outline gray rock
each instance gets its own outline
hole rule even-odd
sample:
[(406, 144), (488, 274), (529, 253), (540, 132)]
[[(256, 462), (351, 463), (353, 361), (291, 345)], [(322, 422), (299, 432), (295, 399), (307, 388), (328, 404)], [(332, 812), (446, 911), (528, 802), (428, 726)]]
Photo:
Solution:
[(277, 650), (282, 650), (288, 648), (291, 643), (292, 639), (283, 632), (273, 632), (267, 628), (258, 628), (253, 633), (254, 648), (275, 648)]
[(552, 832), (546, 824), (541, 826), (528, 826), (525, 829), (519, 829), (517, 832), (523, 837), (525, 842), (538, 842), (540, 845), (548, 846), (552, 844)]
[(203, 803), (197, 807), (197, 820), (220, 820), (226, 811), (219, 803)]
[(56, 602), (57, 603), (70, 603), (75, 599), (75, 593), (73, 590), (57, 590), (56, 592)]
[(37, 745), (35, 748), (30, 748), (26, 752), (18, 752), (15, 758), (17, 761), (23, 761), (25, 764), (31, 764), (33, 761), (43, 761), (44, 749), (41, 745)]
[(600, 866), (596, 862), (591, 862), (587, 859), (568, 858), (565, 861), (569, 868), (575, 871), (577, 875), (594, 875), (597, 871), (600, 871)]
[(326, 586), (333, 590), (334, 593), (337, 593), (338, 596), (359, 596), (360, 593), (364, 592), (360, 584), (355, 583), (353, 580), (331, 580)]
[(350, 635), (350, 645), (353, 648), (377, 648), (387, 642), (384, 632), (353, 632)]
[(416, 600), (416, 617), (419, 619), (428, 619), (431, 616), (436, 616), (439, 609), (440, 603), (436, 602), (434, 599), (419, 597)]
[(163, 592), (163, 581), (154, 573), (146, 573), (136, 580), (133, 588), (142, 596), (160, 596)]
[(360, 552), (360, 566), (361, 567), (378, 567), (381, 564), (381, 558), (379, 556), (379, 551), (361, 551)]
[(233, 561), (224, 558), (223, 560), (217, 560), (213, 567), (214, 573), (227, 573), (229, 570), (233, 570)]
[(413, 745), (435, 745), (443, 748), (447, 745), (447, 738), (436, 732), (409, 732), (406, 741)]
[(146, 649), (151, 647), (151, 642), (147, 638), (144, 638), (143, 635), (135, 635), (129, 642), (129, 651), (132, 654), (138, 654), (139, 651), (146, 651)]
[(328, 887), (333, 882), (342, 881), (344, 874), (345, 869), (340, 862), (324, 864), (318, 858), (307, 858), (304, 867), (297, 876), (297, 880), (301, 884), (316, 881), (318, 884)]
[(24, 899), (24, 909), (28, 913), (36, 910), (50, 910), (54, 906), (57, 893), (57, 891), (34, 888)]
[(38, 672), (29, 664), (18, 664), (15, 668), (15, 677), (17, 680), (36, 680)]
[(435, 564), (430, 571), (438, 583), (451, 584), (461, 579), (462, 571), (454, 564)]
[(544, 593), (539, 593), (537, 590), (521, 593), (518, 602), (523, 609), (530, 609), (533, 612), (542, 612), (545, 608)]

════════════════════

**What the exercise asks**
Reproduce all of the material above line for line, changing nothing.

**Final result**
outline gray rock
each instance gets its own outline
hole rule even-odd
sample:
[(406, 144), (488, 274), (529, 253), (540, 132)]
[[(256, 462), (351, 463), (353, 361), (291, 345)], [(322, 422), (299, 432), (295, 399), (307, 388), (328, 404)], [(332, 812), (446, 911), (528, 802), (428, 726)]]
Photo:
Solution:
[(277, 650), (282, 650), (288, 648), (291, 643), (292, 639), (283, 632), (273, 632), (267, 628), (258, 628), (253, 633), (254, 648), (275, 648)]
[(552, 832), (546, 824), (541, 826), (528, 826), (525, 829), (519, 829), (517, 832), (523, 837), (525, 842), (538, 842), (540, 845), (548, 846), (552, 844)]
[(203, 803), (197, 807), (197, 820), (220, 820), (226, 811), (219, 803)]
[(56, 602), (57, 603), (70, 603), (75, 599), (75, 593), (73, 590), (57, 590), (56, 592)]
[(37, 745), (35, 748), (30, 748), (26, 752), (18, 752), (15, 758), (17, 761), (23, 761), (25, 764), (31, 764), (33, 761), (43, 761), (44, 749), (41, 745)]
[(600, 866), (596, 862), (591, 862), (587, 859), (568, 858), (565, 861), (569, 868), (575, 871), (577, 875), (594, 875), (597, 871), (600, 871)]
[(326, 586), (333, 590), (334, 593), (337, 593), (338, 596), (359, 596), (360, 593), (364, 592), (360, 584), (355, 583), (353, 580), (331, 580)]
[(350, 635), (350, 645), (353, 648), (377, 648), (387, 642), (384, 632), (353, 632)]
[(416, 600), (416, 617), (419, 619), (428, 619), (431, 616), (436, 616), (439, 609), (440, 603), (436, 602), (434, 599), (419, 597)]
[(163, 592), (163, 581), (154, 573), (146, 573), (136, 580), (133, 588), (142, 596), (160, 596)]
[(360, 552), (360, 566), (361, 567), (378, 567), (381, 564), (381, 558), (379, 556), (379, 551), (361, 551)]
[(233, 561), (224, 558), (223, 560), (217, 560), (213, 567), (214, 573), (227, 573), (229, 570), (233, 570)]
[(413, 745), (435, 745), (443, 748), (447, 745), (447, 738), (436, 732), (409, 732), (406, 741)]
[(146, 649), (151, 647), (151, 642), (147, 638), (144, 638), (143, 635), (135, 635), (129, 642), (129, 651), (132, 654), (138, 654), (139, 651), (146, 651)]
[(328, 887), (333, 882), (342, 881), (344, 874), (345, 869), (340, 862), (324, 864), (318, 858), (307, 858), (304, 867), (297, 876), (297, 880), (301, 884), (316, 881), (318, 884)]
[(24, 899), (24, 909), (28, 913), (36, 910), (50, 910), (54, 906), (57, 893), (57, 891), (34, 888)]
[(38, 672), (29, 664), (18, 664), (15, 668), (15, 677), (17, 680), (36, 680)]
[(435, 564), (430, 571), (438, 583), (451, 584), (461, 579), (462, 571), (454, 564)]
[(544, 593), (539, 593), (537, 590), (521, 593), (518, 602), (523, 609), (530, 609), (533, 612), (542, 612), (545, 608)]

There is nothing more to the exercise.